UK minister tells telcos to share telegraph poles if they can't lay cable underground

The NIMBYs are fed up, and it's an election year

The UK's Data and Digital Infrastructure Minister wants telcos to stop installing new telegraph poles.

Minister Julia Lopez at the Department for Science, Innovation & Technology (DSIT) has written to operators including Virgin Media O2, Openreach, and KCOM, asking them to do "everything possible" to share existing telegraph poles before deciding to install new ones.

While telegraph poles are recognized as being crucial to bring faster and cheaper connectivity to people across the UK, the minister thinks new infrastructure should only be built above ground when sharing existing infrastructure or installing lines underground is "not viable."

This seems fair enough, but the text of the letter to the operators reveals what the real beef is: complaints to MPs from residents angry about the installation of new broadband infrastructure.

"A number of MPs have brought to my attention the frustrations of communities they represent over the duplication of overhead fiber networks," it states. "They have advised that their constituents feel they have no control over how infrastructure is deployed in their local area, and this can negatively affect the overall perception of full fibre deployment."

These concerns are most prominent in "a small number of areas in England," the letter by Lopez states, tellingly.

(Some rows)
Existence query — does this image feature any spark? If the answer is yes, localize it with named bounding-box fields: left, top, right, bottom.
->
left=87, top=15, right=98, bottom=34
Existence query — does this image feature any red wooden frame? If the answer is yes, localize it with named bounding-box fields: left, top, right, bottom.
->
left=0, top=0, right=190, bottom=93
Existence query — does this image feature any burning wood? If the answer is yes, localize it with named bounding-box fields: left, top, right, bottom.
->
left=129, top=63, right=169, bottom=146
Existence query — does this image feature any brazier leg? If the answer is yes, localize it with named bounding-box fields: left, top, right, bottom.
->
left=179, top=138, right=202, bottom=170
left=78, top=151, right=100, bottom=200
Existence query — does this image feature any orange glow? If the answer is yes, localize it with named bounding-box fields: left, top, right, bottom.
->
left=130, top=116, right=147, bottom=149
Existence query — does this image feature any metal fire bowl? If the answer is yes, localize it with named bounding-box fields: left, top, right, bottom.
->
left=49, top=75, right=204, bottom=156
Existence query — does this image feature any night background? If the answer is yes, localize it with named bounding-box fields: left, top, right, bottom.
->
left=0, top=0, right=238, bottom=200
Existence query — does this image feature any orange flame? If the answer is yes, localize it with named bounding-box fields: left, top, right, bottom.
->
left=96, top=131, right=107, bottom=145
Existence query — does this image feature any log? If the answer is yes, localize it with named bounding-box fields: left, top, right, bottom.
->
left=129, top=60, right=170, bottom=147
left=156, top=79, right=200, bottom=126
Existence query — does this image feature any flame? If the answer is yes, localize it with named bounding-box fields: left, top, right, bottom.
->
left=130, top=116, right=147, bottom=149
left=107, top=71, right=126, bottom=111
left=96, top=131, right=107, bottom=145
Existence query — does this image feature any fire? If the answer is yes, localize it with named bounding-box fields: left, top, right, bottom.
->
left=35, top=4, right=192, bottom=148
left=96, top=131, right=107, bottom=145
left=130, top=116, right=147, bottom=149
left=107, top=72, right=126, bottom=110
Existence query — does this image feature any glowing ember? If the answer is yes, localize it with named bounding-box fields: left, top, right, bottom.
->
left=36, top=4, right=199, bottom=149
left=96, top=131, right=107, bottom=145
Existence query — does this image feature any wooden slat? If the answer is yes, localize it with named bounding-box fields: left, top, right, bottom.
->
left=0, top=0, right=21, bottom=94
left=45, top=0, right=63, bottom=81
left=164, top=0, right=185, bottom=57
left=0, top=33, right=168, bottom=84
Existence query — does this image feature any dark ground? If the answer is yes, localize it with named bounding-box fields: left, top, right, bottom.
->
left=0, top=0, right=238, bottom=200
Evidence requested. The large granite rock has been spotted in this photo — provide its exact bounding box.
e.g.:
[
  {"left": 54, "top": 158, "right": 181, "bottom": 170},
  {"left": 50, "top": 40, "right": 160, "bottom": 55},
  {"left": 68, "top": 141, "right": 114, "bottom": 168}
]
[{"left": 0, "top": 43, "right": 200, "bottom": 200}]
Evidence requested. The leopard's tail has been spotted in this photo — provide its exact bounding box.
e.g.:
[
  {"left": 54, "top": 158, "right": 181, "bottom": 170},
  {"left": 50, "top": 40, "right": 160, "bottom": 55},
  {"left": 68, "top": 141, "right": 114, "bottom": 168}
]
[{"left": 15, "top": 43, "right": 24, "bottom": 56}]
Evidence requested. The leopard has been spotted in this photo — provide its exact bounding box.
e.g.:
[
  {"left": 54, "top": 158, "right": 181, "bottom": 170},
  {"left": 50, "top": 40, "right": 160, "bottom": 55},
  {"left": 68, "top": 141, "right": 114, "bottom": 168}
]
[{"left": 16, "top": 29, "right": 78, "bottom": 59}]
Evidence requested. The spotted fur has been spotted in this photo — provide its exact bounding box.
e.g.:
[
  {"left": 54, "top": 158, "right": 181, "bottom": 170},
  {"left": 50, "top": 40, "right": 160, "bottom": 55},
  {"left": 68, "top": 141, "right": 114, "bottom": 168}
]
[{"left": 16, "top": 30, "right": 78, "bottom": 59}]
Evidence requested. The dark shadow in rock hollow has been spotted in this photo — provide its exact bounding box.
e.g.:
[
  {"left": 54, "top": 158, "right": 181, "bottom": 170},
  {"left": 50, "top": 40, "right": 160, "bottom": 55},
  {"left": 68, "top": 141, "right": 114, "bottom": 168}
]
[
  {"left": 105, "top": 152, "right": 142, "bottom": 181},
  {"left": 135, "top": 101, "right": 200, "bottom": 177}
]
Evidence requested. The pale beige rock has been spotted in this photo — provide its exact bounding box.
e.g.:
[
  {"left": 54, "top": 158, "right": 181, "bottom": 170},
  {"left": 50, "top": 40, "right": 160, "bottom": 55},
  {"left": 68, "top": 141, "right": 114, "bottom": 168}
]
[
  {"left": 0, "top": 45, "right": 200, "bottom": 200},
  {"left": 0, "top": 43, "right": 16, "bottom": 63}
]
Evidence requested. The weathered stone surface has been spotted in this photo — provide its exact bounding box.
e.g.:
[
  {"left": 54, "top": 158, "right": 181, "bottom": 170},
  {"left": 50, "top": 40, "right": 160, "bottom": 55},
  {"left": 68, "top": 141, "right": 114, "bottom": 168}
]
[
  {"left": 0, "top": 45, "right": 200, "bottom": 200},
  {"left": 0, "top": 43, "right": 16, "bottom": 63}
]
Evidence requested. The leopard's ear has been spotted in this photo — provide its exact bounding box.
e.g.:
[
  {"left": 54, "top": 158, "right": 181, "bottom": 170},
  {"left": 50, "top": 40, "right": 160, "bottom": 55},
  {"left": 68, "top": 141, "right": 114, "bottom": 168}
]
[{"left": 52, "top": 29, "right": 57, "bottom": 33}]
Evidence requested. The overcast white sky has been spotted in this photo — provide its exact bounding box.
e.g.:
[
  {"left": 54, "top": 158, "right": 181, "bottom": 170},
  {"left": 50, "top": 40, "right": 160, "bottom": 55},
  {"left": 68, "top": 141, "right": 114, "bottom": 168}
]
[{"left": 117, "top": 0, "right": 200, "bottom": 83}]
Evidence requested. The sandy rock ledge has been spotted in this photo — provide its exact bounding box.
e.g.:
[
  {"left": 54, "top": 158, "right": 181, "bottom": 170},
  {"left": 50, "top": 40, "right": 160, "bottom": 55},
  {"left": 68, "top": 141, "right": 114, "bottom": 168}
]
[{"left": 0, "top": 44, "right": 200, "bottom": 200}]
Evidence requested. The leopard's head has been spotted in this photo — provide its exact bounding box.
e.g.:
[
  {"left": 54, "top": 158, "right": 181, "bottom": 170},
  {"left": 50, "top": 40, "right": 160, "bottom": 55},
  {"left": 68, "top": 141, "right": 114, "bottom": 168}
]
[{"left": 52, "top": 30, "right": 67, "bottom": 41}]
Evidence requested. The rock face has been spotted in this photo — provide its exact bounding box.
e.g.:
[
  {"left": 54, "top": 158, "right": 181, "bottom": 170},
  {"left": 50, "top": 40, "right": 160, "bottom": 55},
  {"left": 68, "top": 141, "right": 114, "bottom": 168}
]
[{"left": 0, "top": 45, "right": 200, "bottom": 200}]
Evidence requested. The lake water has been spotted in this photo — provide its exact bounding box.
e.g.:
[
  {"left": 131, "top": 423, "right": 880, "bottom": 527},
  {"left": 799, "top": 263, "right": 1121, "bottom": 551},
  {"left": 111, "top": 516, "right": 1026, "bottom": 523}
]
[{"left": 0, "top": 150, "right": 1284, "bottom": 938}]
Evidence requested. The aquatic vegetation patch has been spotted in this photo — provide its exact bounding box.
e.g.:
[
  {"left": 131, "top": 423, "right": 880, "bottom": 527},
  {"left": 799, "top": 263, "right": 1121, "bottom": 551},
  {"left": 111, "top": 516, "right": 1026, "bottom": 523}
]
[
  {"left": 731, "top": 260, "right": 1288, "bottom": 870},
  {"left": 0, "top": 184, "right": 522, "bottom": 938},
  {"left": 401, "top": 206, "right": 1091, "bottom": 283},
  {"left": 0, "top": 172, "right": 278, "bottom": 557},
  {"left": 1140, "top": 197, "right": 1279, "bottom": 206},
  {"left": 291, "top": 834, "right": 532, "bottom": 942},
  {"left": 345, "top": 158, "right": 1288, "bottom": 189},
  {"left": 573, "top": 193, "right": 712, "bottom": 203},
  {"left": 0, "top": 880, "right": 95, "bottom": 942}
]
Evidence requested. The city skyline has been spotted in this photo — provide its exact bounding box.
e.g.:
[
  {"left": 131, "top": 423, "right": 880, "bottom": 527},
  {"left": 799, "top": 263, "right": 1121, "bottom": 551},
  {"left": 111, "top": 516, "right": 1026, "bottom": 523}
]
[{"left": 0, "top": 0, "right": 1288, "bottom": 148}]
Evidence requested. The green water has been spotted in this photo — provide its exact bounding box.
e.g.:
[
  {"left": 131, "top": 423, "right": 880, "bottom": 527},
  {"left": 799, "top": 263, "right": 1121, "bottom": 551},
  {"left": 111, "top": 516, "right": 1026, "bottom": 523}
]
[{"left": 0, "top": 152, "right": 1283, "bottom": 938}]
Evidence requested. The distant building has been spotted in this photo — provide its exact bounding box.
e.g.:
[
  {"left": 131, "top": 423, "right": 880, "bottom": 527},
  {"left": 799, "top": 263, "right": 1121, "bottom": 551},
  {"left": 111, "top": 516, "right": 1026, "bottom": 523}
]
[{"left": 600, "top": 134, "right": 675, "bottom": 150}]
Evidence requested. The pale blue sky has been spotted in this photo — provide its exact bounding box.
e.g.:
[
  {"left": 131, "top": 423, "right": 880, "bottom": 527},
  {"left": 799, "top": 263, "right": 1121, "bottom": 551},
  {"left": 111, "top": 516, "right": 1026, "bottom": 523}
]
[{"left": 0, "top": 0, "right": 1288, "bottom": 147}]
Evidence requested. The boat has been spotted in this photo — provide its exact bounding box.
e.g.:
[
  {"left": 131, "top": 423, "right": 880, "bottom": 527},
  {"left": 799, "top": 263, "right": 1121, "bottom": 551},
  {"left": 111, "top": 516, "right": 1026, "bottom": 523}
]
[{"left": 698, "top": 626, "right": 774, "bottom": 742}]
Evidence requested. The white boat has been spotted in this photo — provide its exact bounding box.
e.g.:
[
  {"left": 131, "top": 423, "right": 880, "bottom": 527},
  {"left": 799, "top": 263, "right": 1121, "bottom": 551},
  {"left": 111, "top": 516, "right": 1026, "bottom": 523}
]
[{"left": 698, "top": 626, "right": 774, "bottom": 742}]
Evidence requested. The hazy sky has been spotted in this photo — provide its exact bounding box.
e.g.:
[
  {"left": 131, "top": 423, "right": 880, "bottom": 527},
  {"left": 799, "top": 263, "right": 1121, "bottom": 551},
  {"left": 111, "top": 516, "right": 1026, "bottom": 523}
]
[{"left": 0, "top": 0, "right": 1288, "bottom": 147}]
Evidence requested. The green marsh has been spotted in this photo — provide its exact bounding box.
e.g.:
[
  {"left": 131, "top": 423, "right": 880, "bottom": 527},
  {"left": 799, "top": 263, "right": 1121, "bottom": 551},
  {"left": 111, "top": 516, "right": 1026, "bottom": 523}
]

▸ **Exercises**:
1) Decide whether each statement agrees with the article on telegraph poles, answering yes or no and quoting the deciding words: (a) Julia Lopez wrote to operators that included Openreach. (b) The letter says the concerns are most prominent across the whole of the UK. (c) Julia Lopez is the UK's Data and Digital Infrastructure Minister.
2) Output as a numbered list the part of the rows that opens with the line containing "Existence query — does this image feature any fire?" and closes with the line containing "left=0, top=33, right=168, bottom=84", both lines included.

▸ **Task-by-task answers**:
1)
(a) Yes: "has written to operators including Virgin Media O2, Openreach, and KCOM"
(b) No: "a small number of areas in England"
(c) Yes: "The UK's Data and Digital Infrastructure Minister wants telcos to stop installing new telegraph poles" and "Minister Julia Lopez at the Department for Science, Innovation & Technology (DSIT)"

2)
1. Existence query — does this image feature any fire? If the answer is yes, localize it with named bounding-box fields: left, top, right, bottom.
2. ->
3. left=35, top=4, right=192, bottom=148
4. left=96, top=131, right=107, bottom=145
5. left=130, top=116, right=147, bottom=149
6. left=107, top=72, right=126, bottom=110
7. Existence query — does this image feature any glowing ember? If the answer is yes, localize it with named bounding-box fields: left, top, right, bottom.
8. ->
9. left=36, top=4, right=199, bottom=149
10. left=96, top=131, right=107, bottom=145
11. Existence query — does this image feature any wooden slat? If the answer is yes, localize it with named bounding-box fields: left, top, right, bottom.
12. ->
13. left=0, top=0, right=21, bottom=94
14. left=45, top=0, right=63, bottom=81
15. left=164, top=0, right=185, bottom=57
16. left=0, top=33, right=168, bottom=84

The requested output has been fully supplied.